* Task goal *
All of the entries below should be printed exactly; the pictures are to be left out.

Region pointing data:

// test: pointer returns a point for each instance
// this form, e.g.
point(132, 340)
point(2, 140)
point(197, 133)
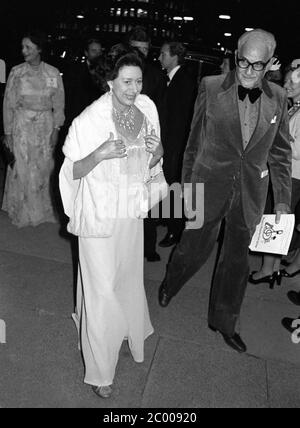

* Response area *
// test: pointer returns a point for each instance
// this form, e.g.
point(132, 340)
point(2, 140)
point(197, 133)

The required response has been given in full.